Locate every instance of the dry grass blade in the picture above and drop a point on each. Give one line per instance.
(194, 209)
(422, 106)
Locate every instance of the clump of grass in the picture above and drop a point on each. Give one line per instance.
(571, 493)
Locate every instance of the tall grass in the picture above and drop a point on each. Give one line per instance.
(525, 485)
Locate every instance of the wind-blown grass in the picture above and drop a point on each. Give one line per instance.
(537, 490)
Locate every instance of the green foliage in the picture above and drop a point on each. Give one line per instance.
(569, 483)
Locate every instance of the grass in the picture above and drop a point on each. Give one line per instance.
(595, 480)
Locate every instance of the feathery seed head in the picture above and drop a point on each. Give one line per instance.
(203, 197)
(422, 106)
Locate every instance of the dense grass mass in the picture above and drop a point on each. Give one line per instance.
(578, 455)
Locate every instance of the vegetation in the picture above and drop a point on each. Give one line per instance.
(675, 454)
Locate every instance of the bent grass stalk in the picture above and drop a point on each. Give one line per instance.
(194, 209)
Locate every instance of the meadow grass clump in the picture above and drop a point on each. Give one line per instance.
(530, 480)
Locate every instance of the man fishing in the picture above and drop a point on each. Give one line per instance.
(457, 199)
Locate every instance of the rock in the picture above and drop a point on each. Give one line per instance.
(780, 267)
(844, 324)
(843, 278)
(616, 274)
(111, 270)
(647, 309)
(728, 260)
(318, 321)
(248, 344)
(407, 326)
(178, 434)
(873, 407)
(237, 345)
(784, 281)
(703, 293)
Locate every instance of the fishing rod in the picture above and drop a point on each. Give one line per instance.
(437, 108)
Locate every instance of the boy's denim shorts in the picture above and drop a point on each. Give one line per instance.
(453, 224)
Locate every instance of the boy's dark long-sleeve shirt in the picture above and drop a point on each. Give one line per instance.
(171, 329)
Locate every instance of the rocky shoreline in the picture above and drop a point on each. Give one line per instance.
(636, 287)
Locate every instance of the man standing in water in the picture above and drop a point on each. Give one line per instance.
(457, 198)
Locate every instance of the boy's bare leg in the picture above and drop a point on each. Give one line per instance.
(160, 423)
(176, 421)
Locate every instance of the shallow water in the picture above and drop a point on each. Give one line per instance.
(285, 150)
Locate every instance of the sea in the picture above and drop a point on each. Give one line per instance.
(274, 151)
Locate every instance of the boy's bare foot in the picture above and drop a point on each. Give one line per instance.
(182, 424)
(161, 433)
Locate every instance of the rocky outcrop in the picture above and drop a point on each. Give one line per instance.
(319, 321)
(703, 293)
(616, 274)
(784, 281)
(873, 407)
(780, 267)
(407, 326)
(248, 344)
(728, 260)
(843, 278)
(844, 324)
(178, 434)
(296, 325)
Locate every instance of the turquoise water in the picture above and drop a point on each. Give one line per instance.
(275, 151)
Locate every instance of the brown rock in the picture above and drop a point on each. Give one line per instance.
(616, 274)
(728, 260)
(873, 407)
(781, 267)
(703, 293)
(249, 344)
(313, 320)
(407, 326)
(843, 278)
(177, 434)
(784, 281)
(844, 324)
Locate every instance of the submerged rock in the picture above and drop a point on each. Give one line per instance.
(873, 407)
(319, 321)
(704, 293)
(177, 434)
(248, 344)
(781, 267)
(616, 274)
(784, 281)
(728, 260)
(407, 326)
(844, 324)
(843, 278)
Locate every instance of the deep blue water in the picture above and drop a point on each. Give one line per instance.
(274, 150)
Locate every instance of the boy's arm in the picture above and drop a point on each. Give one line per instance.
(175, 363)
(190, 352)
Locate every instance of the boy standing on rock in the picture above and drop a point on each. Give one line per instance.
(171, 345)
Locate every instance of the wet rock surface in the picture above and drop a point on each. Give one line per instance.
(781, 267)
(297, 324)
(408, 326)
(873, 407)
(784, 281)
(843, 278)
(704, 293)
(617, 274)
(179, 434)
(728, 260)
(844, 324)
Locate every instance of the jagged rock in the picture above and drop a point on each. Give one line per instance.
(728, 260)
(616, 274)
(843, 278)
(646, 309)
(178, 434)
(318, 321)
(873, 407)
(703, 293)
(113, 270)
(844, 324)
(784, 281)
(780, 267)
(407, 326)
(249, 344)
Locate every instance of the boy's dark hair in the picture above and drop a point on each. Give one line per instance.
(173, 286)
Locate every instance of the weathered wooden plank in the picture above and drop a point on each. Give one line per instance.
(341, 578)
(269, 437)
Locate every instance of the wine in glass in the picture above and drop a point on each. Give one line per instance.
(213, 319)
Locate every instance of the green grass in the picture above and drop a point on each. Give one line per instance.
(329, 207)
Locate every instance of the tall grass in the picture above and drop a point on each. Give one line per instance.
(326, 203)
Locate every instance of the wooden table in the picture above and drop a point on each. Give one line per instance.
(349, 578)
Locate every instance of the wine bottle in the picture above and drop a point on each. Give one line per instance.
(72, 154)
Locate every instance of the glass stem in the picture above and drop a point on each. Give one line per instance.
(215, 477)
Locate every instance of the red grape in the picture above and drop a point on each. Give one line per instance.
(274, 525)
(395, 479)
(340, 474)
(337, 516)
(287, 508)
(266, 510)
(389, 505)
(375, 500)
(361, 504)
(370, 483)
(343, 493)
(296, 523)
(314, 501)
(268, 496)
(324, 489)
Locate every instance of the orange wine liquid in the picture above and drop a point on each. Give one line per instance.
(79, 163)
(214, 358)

> [TO DO]
The full listing is to be copied verbatim.

> [COMPLETED EXERCISE]
Locate every instance of the dry grass blade in the picture above and drop a point on each. Give one line per instance.
(194, 209)
(422, 106)
Locate every instance of the clump of grass in the picture above and drop a point on each. Give one line per instance.
(571, 493)
Locate every instance of the tall grass in the picture above and drop a point on each. Give one line per instance.
(525, 485)
Locate every instance of the wind-blown grass in the picture above and drop a point on each. Give one line per instance.
(537, 490)
Locate every instance of the green foliage in the picture above and drop a point on each. Give one line per instance.
(569, 483)
Locate every instance of the grass in the picture above and drop a point on each. Give one line per instance.
(595, 480)
Locate every instance of the feathery seed head in the picture above and drop a point on each. Give one line per instance.
(203, 197)
(422, 106)
Locate every instance of the dense grass mass in the picture above and drop a point on each. Give one line per instance.
(578, 455)
Locate every instance of the vegetation in the picture above and drop a point on each. Give one line per instance.
(675, 454)
Locate every instance of the bent grass stalk in the picture above and drop a point on each. Give one line per instance.
(194, 209)
Locate every instance of the meadow grass clump in the picture above and drop a point on each. Give one line per instance.
(530, 480)
Locate every instance of the man fishing in the picture above and drop a point on each. Give one line per instance.
(457, 199)
Locate every instance of the rock in the picture above and drop a point on each. Give one line per instance.
(780, 267)
(844, 324)
(843, 278)
(616, 274)
(111, 270)
(647, 309)
(728, 260)
(318, 321)
(248, 344)
(407, 326)
(178, 434)
(873, 407)
(237, 345)
(784, 281)
(703, 293)
Locate every instance of the fishing rod in the picture above and drop a point on each. Give one line per instance.
(437, 108)
Locate every instance of the boy's denim shorts in the picture above and drop a point on each. Give one line per instance.
(453, 224)
Locate every instance of the boy's dark long-sleeve shirt in the picture above and drop a point on each. Give one line per instance.
(171, 329)
Locate every instance of the rocky shoreline in the picture above and drop a point on each. Give one line per instance.
(636, 287)
Locate every instance of the man standing in water in the picture above and drop a point on each. Give one line per instance.
(457, 198)
Locate every instance of the boy's bare leg in the picture above and drop a point on each. Give one line per instance.
(160, 423)
(176, 421)
Locate every instance of the shallow water in the picture above and drop a point on each. Give one line per instance.
(285, 150)
Locate every instance of the sea in the picture above and drop a point on each. Give one line per instance.
(274, 151)
Locate every instance of the boy's bare foot in the picture above and drop a point on each. Give one line per instance.
(182, 424)
(161, 433)
Locate every instance of the rocky outcrop in the picture above and drop a point on each. Give one line per instance.
(319, 321)
(703, 293)
(616, 274)
(784, 281)
(873, 407)
(780, 267)
(407, 326)
(248, 344)
(728, 260)
(843, 278)
(844, 324)
(178, 434)
(296, 325)
Locate every instance of the turquoise water in the picture above and drop a point on each. Give one line per instance.
(275, 151)
Locate every instance of the brown rock in the picture above and drop a point on each. Give one line per instance.
(616, 274)
(728, 260)
(873, 407)
(781, 267)
(703, 293)
(249, 344)
(313, 320)
(407, 326)
(843, 278)
(177, 434)
(784, 281)
(844, 324)
Locate every instance of the submerged rock in the picture above and drop a point on each. Give one line per instance.
(873, 407)
(319, 321)
(704, 293)
(177, 434)
(248, 344)
(781, 267)
(616, 274)
(784, 281)
(728, 260)
(407, 326)
(844, 324)
(843, 278)
Locate every instance of the deep blue water in the picture above and drop a point on each. Give one line per instance.
(274, 150)
Locate every instance of the boy's arm in the picture above and drop a point on each. Give one line per instance.
(175, 363)
(190, 352)
Locate every instance of the boy standing on rock in the picture above and drop a point on each. Give one line per instance.
(171, 345)
Locate every instance of the wet rock surface in the picture above and drop a point on each. Give one line per instance.
(781, 267)
(297, 324)
(408, 326)
(873, 407)
(784, 281)
(843, 278)
(704, 293)
(617, 274)
(179, 434)
(728, 260)
(844, 324)
Locate every instance of the jagged rock in the picture above and drop a point on each. Give one line per instance.
(728, 260)
(616, 274)
(843, 278)
(646, 309)
(178, 434)
(318, 321)
(873, 407)
(703, 293)
(113, 270)
(844, 324)
(784, 281)
(780, 267)
(407, 326)
(249, 344)
Locate every instance of the boy's dark hair in the picture above and drop a point on each. Give one line per instance.
(173, 286)
Locate every instance of the weathered wooden plank in the picture above and drop a point on each. Give one line per instance.
(341, 578)
(269, 437)
Locate every instance of the wine in glass in the picture above and drop a point on each. Give one line per instance.
(213, 319)
Locate every instance of the green grass in the picture above and drop a point on each. Give one line per instance.
(329, 207)
Locate every instance of the tall grass in the picture above and drop a point on each. Give one line per instance.
(326, 203)
Locate every instance of the wooden table in the picture above and drop a point on each. Give one line per instance.
(349, 578)
Locate every instance of the wine bottle in the picture above and drop a point on each. Give one line per instance.
(72, 154)
Locate every instance of the glass stem in the picture above and drop a point on each. Give one line per instance.
(215, 477)
Locate every instance of the red grape in the picture above and drop a point on each. Give one line per instance.
(274, 525)
(395, 479)
(340, 474)
(337, 516)
(287, 508)
(266, 510)
(389, 505)
(375, 500)
(361, 504)
(370, 483)
(343, 493)
(296, 523)
(314, 501)
(268, 496)
(324, 489)
Locate every instance of the orange wine liquid in the picture above and drop a point on each. Give one line per instance.
(79, 163)
(214, 358)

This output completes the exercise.